WORK REQUIRED: Please rewrite every line of the records below as a numbered list, skipping any blank lines. Leave the pictures out of your answer.

AVAILABLE DATA:

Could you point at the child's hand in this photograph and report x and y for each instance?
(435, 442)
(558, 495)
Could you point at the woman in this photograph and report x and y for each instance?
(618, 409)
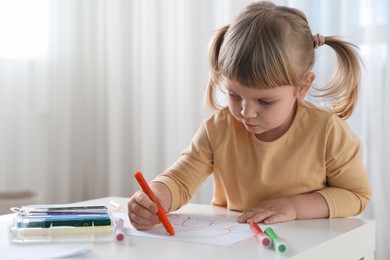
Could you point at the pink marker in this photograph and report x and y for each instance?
(119, 230)
(264, 240)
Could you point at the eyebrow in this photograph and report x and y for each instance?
(268, 98)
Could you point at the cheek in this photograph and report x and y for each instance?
(235, 108)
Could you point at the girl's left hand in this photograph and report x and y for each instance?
(270, 211)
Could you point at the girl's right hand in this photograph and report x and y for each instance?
(142, 211)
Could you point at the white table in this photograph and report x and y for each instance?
(344, 238)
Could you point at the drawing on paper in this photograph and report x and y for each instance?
(202, 229)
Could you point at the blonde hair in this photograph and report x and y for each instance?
(269, 46)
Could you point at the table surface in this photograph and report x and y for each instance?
(342, 238)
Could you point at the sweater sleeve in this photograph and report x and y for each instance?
(348, 190)
(192, 168)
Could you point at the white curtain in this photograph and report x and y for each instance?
(93, 90)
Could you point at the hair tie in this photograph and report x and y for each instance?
(318, 40)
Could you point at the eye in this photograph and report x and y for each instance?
(233, 95)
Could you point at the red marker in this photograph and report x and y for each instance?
(160, 213)
(264, 240)
(119, 230)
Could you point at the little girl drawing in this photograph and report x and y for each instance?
(274, 156)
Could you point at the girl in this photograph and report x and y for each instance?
(275, 157)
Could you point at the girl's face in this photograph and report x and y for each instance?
(268, 113)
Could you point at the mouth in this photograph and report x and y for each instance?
(249, 125)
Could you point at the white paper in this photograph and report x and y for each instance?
(193, 228)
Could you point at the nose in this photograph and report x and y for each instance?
(247, 110)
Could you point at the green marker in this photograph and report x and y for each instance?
(279, 245)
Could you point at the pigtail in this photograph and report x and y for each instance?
(215, 75)
(344, 85)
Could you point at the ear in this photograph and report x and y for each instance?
(305, 86)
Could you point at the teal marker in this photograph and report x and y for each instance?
(279, 245)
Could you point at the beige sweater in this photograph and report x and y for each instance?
(318, 153)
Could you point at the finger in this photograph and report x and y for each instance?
(146, 202)
(276, 218)
(245, 216)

SOLUTION FOR THIS TASK:
1. Could you point at the child's hand in this photograph and report x and y for each instance?
2. (435, 442)
3. (558, 495)
4. Could you point at the woman in this photograph and report x and y for each instance?
5. (618, 409)
6. Could you point at the pink marker in this photograph and report x and y for each instance?
7. (119, 230)
8. (264, 240)
9. Could you point at the eyebrow in this photograph and report x and y for each instance?
10. (268, 98)
11. Could you point at the cheek in this photograph and report x and y for each instance?
12. (235, 108)
13. Could you point at the girl's left hand in this photograph and report x and y for each instance?
14. (270, 211)
15. Could you point at the girl's right hand in this photograph and report x and y for each instance?
16. (142, 211)
17. Could you point at the white table in this photograph and report x and y for each instance?
18. (344, 238)
19. Could you point at the drawing on paper in this photograph and report x and y for each instance?
20. (202, 229)
21. Could you point at the blonde hair in this photograph and report x and y for each instance?
22. (269, 46)
23. Could you point at the table surface in this photograph and report x and y for each instance?
24. (342, 238)
25. Could you point at the sweater sleeve in this photograph and report x and y for each instance?
26. (348, 190)
27. (192, 168)
28. Could you point at the white curtain in this photograph and report x and y for each instance?
29. (93, 90)
30. Could you point at the hair tie in this photograph and report x and y for each instance?
31. (318, 40)
32. Could you point at the eye in this photograph and report x and y for each instance?
33. (233, 95)
34. Could you point at the red marker in this photograph and report x and y for each instance?
35. (160, 213)
36. (264, 240)
37. (119, 230)
38. Could you point at the little girl drawing in this photograph and report x and y for each instance?
39. (274, 156)
40. Could you point at the girl in this photograph and report x and y for each instance?
41. (275, 157)
42. Could you point at the girl's face in this photograph and report x and y for each instance?
43. (268, 113)
44. Could you point at the mouth in this photograph and report x and y for each instance?
45. (249, 125)
46. Could you point at the white paper in this photograph and report x and y for each instance?
47. (193, 228)
48. Could you point at the nose in this photograph and report x and y for each instance?
49. (247, 110)
50. Could you point at the green marker in this photograph and report x and y for each instance?
51. (279, 245)
52. Could you point at the pigtail in this photograph and report x and y for each instance?
53. (215, 75)
54. (344, 85)
55. Could you point at the ear in this photograph and report x and y for each instance?
56. (305, 86)
57. Could you point at the teal marker in this photograph and report x and y for each instance?
58. (279, 245)
59. Could you point at the beige sweater in this photograph and report x and y for each instance?
60. (318, 153)
61. Could you point at the finger in this photograph and report x and y for each instance?
62. (146, 202)
63. (276, 218)
64. (245, 216)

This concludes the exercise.